■ PROBLEM REQUIREMENTS ■
Duplicate the entire spot welding study abstract below, word for word.

(EXTRACTED TEXT Opens)

Effects of acute inhalation of aerosols generated during resistance spot welding with mild-steel on pulmonary, vascular and immune responses in rats

Abstract

Spot welding is used in the automotive and aircraft industries, where high-speed, repetitive welding is needed to join thin sections of metal. Epoxy adhesives are applied as sealers to the metal seams. Pulmonary function abnormalities and airway irritation have been reported in spot welders, but no animal toxicology studies exist. Therefore, the goal of this study was to investigate vascular, immune and lung toxicity measures after exposure to these metal fumes in an animal model. Male Sprague-Dawley rats were exposed by inhalation to 25 mg/m³ to either mild-steel spot welding aerosols with sparking (high metal, HM) or without sparking (low metal, LM) for 4 h/d for 3, 8 and 13 d. Shams were exposed to filtered air. Bronchoalveolar lavage (BAL), lung gene expression and ex vivo BAL cell challenge were performed to assess lung toxicity. Lung resistance (R(L)) was evaluated before and after challenge with inhaled methacholine (MCh). Functional assessment of the vascular endothelium in isolated rat tail arteries and leukocyte differentiation in the spleen and lymph nodes via flow cytometry was also done. Immediately after exposure, baseline R(L) was significantly elevated in the LM spot welding aerosols, but returned to control level by 24 h postexposure. Airway reactivity to MCh was unaffected. Lung inflammation and cytotoxicity were mild and transient. Lung epithelial permeability was significantly increased after 3 and 8 d, but not after 13 d of exposure to the HM aerosol. HM aerosols also caused vascular endothelial dysfunction and increased CD4+, CD8+ and B cells in the spleen. Only LM aerosols caused increased IL-6 and MCP-1 levels compared with sham after ex vivo LPS stimulation in BAL macrophages. Acute inhalation of mild-steel spot welding fumes at occupationally relevant concentrations may act as an irritant as evidenced by the increased R(L) and result in endothelial dysfunction, but otherwise had minor effects on the lung.

(EXTRACTED TEXT Closes)
(DATA FOR ANALYSIS Opens)

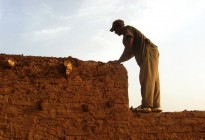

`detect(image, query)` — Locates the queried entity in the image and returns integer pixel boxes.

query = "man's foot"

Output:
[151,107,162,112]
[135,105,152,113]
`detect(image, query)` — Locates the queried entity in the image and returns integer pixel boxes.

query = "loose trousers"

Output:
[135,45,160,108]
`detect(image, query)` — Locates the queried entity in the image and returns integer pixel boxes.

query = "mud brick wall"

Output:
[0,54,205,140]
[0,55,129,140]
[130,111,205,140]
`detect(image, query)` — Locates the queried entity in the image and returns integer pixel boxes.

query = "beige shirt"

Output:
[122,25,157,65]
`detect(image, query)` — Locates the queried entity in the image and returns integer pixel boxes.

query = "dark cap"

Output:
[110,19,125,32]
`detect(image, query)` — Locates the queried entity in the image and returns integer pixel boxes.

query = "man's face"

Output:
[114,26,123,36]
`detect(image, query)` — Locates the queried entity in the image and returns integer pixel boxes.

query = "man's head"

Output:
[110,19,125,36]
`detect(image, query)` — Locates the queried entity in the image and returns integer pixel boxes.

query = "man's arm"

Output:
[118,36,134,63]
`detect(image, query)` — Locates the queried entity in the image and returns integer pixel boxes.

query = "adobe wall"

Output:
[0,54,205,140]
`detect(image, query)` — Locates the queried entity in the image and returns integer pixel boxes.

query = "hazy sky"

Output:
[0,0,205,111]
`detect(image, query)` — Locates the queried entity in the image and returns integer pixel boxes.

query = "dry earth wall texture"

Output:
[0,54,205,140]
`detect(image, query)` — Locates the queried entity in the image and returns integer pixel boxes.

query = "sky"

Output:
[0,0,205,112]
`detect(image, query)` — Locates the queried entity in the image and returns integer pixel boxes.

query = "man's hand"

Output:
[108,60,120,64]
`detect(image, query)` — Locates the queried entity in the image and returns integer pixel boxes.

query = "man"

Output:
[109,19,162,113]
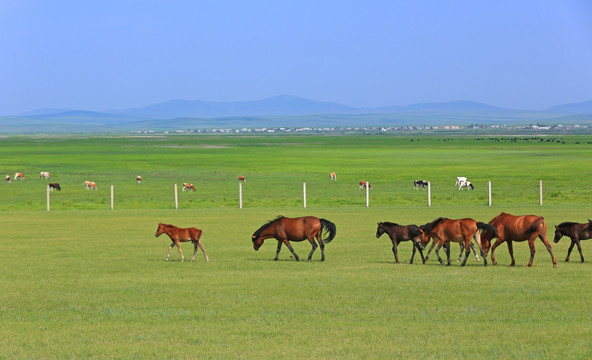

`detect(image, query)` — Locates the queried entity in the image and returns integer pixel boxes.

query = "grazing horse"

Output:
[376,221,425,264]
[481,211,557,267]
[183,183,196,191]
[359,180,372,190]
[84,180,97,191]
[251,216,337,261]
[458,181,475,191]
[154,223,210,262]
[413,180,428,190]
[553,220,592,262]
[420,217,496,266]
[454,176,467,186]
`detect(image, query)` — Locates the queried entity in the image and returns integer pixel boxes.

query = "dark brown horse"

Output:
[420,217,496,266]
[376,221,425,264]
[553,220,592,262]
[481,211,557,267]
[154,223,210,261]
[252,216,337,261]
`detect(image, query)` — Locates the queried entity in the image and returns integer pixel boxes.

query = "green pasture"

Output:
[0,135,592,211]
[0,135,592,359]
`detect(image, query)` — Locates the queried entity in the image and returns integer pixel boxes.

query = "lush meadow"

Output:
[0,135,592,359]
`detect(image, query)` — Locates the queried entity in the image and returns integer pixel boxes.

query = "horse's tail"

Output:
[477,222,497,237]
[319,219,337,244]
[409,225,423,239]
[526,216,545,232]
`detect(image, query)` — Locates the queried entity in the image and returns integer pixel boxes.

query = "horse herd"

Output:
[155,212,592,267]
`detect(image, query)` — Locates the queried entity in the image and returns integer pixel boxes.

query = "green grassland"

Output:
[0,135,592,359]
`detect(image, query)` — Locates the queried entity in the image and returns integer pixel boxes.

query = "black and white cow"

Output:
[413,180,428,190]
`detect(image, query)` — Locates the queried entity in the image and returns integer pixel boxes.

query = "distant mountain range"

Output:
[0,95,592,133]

(DATA FOR ANALYSIS Closes)

■ EXERCISE ANSWER ■
Effects of acute inhalation of aerosols generated during resistance spot welding with mild-steel on pulmonary, vascular and immune responses in rats

Abstract

Spot welding is used in the automotive and aircraft industries, where high-speed, repetitive welding is needed to join thin sections of metal. Epoxy adhesives are applied as sealers to the metal seams. Pulmonary function abnormalities and airway irritation have been reported in spot welders, but no animal toxicology studies exist. Therefore, the goal of this study was to investigate vascular, immune and lung toxicity measures after exposure to these metal fumes in an animal model. Male Sprague-Dawley rats were exposed by inhalation to 25 mg/m³ to either mild-steel spot welding aerosols with sparking (high metal, HM) or without sparking (low metal, LM) for 4 h/d for 3, 8 and 13 d. Shams were exposed to filtered air. Bronchoalveolar lavage (BAL), lung gene expression and ex vivo BAL cell challenge were performed to assess lung toxicity. Lung resistance (R(L)) was evaluated before and after challenge with inhaled methacholine (MCh). Functional assessment of the vascular endothelium in isolated rat tail arteries and leukocyte differentiation in the spleen and lymph nodes via flow cytometry was also done. Immediately after exposure, baseline R(L) was significantly elevated in the LM spot welding aerosols, but returned to control level by 24 h postexposure. Airway reactivity to MCh was unaffected. Lung inflammation and cytotoxicity were mild and transient. Lung epithelial permeability was significantly increased after 3 and 8 d, but not after 13 d of exposure to the HM aerosol. HM aerosols also caused vascular endothelial dysfunction and increased CD4+, CD8+ and B cells in the spleen. Only LM aerosols caused increased IL-6 and MCP-1 levels compared with sham after ex vivo LPS stimulation in BAL macrophages. Acute inhalation of mild-steel spot welding fumes at occupationally relevant concentrations may act as an irritant as evidenced by the increased R(L) and result in endothelial dysfunction, but otherwise had minor effects on the lung.